• **Texte fourni**

5. Enfin, il ressort de la décision attaquée que le préfet de Meurthe-et-Moselle ne s'est pas refusé à envisager de mettre en oeuvre son pouvoir de régularisation conformément aux règles ci-dessus rappelées. Par suite, le moyen tiré de l'erreur de droit sera également écarté.
Sur la légalité de l'obligation de quitter le territoire :
6. Il résulte de ce qui précède que M. A... n'est pas fondé à exciper de l'illégalité du refus de titre de séjour à l'appui de ses conclusions dirigées contre l'obligation de quitter le territoire.
7. Par les mêmes motifs que ci-dessus, les moyens tirés de la méconnaissance de l'article 8 de la convention européenne de sauvegarde des droits humains et des libertés fondamentales, des stipulations de l'accord franco-algérien et d'une erreur manifeste d'appréciation ne peuvent qu'être écartés.
8. Il ne ressort pas des pièces du dossier, ainsi qu'en atteste la rédaction de la décision attaquée, que le préfet de Meurthe-et-Moselle se serait estimé en situation de compétence liée pour édicter une obligation de quitter le territoire français à l'encontre de M. A..., à la suite de sa décision lui refusant la délivrance d'un certificat de résidence. Par suite, le moyen tiré de l'erreur de droit doit être écarté.
Sur la légalité de la décision refusant un délai de départ volontaire :
9. Aux termes de l'article L. 511-1 du code de l'entrée et du séjour des étrangers et du droit d'asile : " II. _ L'étranger auquel il est fait obligation de quitter le territoire français dispose d'un délai de départ volontaire de trente jours à compter de la notification de l'obligation de quitter le territoire français. (...) Toutefois, l'autorité administrative peut, par une décision motivée, décider que l'étranger est obligé de quitter sans délai le territoire français : 3° S'il existe un risque que l'étranger se soustraie à cette obligation. Ce risque peut être regardé comme établi, sauf circonstance particulière, dans les cas suivants (...) d) Si l'étranger s'est soustrait à l'exécution d'une précédente mesure d'éloignement (...) ".
10. M. A... n'établit pas l'illégalité des décisions par laquelle le préfet de Meurthe-et-Moselle lui a refusé le séjour en France et lui a fait obligation de quitter le territoire français. Par suite, il n'est pas fondé à soutenir, par la voie de l'exception, que la décision lui refusant un délai de départ volontaire serait illégale en raison de l'illégalité de celles portant refus de séjour et obligation de quitter le territoire français.
11. Pour refuser d'accorder un délai de départ volontaire à M. A..., le préfet de Meurthe-et-Moselle a estimé que le fait pour l'intéressé de s'être soustrait à l'exécution de la mesure d'éloignement prise à son encontre le 16 février 2015 représentait un risque qu'il se soustraie à nouveau à la décision d'éloignement du 4 juin 2019. Cette circonstance à elle seule permettait au préfet, qui a ainsi correctement apprécié la situation de M. A... au regard des dispositions susmentionnées du II de l'article L. 511-1 du code de l'entrée et du séjour des étrangers et du droit d'asile, de refuser de lui octroyer un nouveau délai de départ volontaire, en dépit du fait que l'intéressé disposerait d'une résidence stable en France. Il ne ressort pas des pièces du dossier que M. A... justifie de circonstances particulières au vu desquelles le préfet aurait dû lui accorder un délai de départ volontaire pour l'exécution de la mesure d'éloignement dont il fait l'objet. Par suite, les moyens tirés de l'erreur de droit et l'erreur manifeste d'appréciation ne peuvent qu'être écartés.

• **Données affichées**
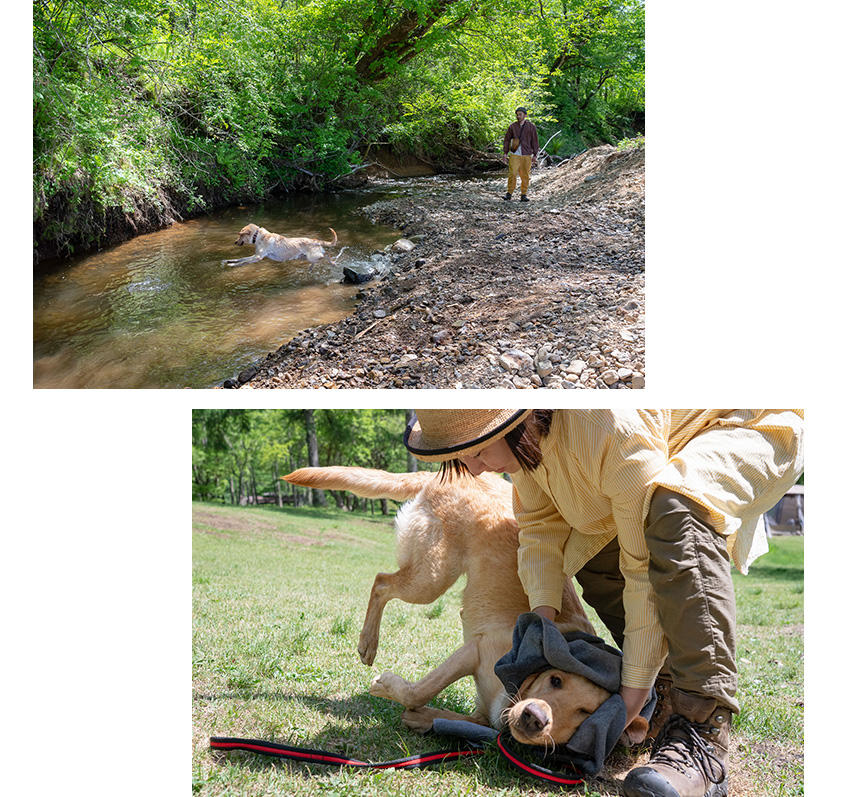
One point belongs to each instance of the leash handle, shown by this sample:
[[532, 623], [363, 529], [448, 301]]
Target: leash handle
[[311, 756]]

• **Consignes de travail**
a) Reproduisez à l'identique, dans le texte fourni, le passage allant de « 5. Enfin, il » jusqu'à « quitter le territoire. ».
b) D'après le texte fourni, à quelle date avait été prise la mesure d'éloignement à l'exécution de laquelle M. A... s'est soustrait ?
Ce matériel provient d'une autre source.

• **Réponses attendues**
a)
5. Enfin, il ressort de la décision attaquée que le préfet de Meurthe-et-Moselle ne s'est pas refusé à envisager de mettre en oeuvre son pouvoir de régularisation conformément aux règles ci-dessus rappelées. Par suite, le moyen tiré de l'erreur de droit sera également écarté.
Sur la légalité de l'obligation de quitter le territoire :
6. Il résulte de ce qui précède que M. A... n'est pas fondé à exciper de l'illégalité du refus de titre de séjour à l'appui de ses conclusions dirigées contre l'obligation de quitter le territoire.

b) Elle avait été prise le 16 février 2015.